- [Stored data]

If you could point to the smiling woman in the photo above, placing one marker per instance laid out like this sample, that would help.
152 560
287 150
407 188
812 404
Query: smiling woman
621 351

- [Aim of the exercise] Please retype all of the data above exactly as written.

- [Output]
If you could point to the smiling woman in the photo above, placing one marker per instance laid out like this sample, that would help.
152 560
287 150
407 188
812 404
Query: smiling woman
621 351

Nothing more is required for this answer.